• REQUEST: In the rows below, quote word for word the stretch from the line containing "For the dataset, pick out the illuminated" through the end of the rows, keeping both ends.

--- Begin PROVIDED DATA ---

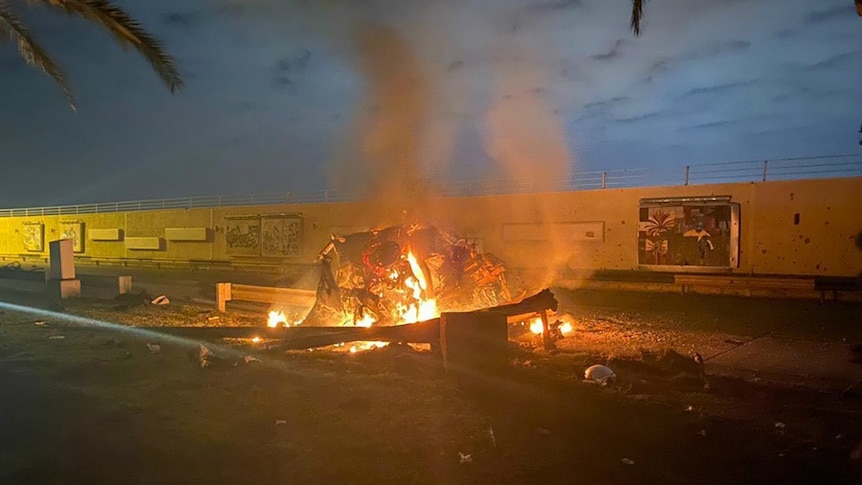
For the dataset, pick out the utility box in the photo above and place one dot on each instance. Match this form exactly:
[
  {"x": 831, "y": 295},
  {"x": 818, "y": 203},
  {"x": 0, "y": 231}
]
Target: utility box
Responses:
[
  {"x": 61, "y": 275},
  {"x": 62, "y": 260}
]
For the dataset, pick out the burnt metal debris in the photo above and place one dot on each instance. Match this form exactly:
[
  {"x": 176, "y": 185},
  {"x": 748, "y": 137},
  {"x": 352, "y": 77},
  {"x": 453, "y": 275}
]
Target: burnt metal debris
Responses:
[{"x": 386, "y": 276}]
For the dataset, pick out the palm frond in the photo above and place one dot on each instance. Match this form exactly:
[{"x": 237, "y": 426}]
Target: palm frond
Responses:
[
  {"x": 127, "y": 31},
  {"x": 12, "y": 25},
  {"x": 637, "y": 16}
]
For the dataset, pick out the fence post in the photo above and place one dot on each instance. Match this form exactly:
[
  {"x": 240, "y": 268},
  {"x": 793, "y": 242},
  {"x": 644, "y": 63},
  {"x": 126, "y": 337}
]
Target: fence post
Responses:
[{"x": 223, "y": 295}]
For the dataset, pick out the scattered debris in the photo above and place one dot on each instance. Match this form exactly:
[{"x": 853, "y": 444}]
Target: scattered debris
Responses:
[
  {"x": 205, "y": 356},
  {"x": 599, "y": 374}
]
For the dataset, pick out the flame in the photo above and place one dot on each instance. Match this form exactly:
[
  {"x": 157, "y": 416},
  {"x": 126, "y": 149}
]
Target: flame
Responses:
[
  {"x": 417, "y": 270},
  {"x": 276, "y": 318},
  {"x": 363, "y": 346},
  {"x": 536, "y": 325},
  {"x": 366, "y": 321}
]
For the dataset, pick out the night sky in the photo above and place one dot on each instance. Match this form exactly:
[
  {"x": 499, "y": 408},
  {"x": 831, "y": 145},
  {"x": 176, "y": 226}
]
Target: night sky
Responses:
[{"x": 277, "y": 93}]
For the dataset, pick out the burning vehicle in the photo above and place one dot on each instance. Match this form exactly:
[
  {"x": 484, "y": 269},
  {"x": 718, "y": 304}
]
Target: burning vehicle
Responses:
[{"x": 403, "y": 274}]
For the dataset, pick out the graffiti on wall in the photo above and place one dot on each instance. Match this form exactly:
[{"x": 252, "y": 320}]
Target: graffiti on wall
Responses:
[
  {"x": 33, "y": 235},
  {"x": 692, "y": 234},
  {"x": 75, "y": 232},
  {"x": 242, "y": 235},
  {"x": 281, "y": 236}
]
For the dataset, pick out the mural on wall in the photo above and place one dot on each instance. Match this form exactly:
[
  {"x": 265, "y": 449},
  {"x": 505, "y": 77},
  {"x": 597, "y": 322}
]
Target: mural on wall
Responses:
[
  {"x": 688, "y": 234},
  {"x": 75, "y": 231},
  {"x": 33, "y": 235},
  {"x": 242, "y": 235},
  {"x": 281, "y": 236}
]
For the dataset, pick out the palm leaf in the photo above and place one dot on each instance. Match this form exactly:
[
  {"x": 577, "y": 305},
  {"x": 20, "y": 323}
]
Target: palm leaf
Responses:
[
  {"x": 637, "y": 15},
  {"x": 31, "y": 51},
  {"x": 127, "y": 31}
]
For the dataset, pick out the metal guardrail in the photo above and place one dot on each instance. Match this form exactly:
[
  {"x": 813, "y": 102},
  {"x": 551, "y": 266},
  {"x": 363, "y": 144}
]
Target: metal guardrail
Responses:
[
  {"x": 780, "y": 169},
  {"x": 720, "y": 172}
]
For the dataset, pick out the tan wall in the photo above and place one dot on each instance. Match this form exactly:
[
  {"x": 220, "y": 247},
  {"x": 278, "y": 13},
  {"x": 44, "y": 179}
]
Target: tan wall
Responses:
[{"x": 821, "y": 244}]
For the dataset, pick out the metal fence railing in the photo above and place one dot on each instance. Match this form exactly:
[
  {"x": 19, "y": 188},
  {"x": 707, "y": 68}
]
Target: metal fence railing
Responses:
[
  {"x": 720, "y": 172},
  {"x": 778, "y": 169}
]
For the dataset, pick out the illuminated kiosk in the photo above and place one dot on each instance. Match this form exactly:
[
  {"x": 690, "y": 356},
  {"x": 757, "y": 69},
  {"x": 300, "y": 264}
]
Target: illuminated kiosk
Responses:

--- End PROVIDED DATA ---

• TASK OUTPUT:
For the dataset, pick out the illuminated kiosk in the photo above and place one dot on each instance. Match this form exactly:
[
  {"x": 690, "y": 356},
  {"x": 757, "y": 69},
  {"x": 300, "y": 264}
]
Target: illuminated kiosk
Responses:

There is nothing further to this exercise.